As one might expect, Cleese was one of the most entertaining guests we've ever had. The November show with TINY TIM was great fun as well. Tim still sings "Tiptoe Thru The Tulips With Me" and those other old songs marvelously. He knows thousands of them, with a special fondness for songs from around 1900.
He also knows all about the people who wrote and originally recorded them. We could have gone on for hours. He did bring along a new song as well, "I Saw Mr. Presley Tiptoeing Thru the Tulips." (Every man is "Mister" to Tiny Tim).
Others who performed live in the studio for our demented microphones included THE BOBS, doing some of their innovative a cappella (unaccompanied) harmony songs that have made them quite famous in recent years. Most of their songs have at least a touch of humor in the lyrics, and some are downright hilarious. They're funny people, too.

━━━━━━

» **Problems and tasks**:
1. Please retype the guest passage from "He also knows" up to and including "to Tiny Tim).".
2. List every guest or performer the guest passage names as appearing on the show.

» **Data to examine**:
━━━━━━

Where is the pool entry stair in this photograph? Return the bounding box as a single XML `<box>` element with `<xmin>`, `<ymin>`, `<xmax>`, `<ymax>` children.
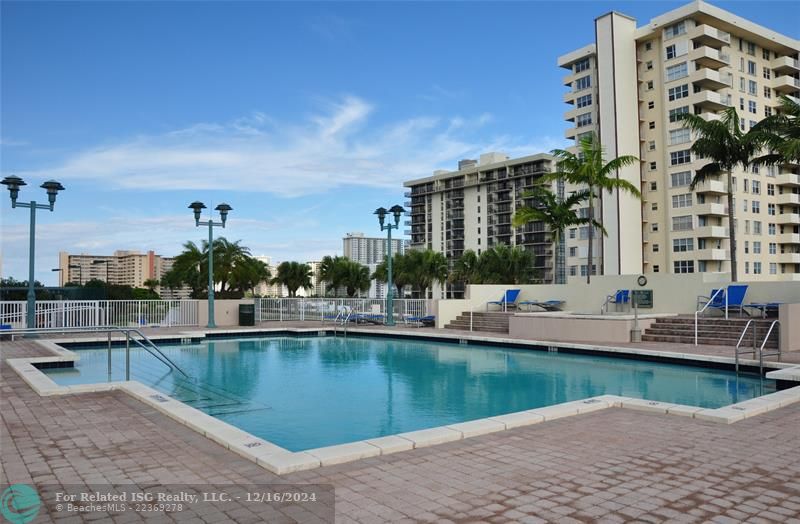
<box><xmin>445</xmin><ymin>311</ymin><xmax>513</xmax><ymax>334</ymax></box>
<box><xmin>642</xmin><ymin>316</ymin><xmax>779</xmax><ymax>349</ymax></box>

━━━━━━

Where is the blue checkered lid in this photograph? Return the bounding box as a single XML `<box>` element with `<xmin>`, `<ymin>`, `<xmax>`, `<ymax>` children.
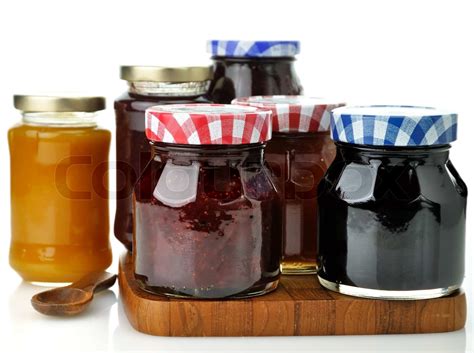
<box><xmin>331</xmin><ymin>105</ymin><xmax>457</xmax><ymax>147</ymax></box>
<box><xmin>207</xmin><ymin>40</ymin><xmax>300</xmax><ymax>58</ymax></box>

━━━━━━

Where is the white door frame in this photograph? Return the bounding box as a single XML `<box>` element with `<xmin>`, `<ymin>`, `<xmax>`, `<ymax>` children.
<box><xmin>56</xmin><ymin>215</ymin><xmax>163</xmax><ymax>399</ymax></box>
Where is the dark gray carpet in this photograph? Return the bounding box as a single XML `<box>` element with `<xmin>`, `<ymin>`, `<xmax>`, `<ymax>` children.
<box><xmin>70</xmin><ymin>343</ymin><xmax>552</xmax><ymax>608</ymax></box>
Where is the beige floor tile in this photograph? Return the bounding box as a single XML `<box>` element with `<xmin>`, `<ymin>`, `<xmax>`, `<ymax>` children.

━━━━━━

» **List of answers**:
1.
He also knows all about the people who wrote and originally recorded them. We could have gone on for hours. He did bring along a new song as well, "I Saw Mr. Presley Tiptoeing Thru the Tulips." (Every man is "Mister" to Tiny Tim).

2.
Cleese
Tiny Tim
The Bobs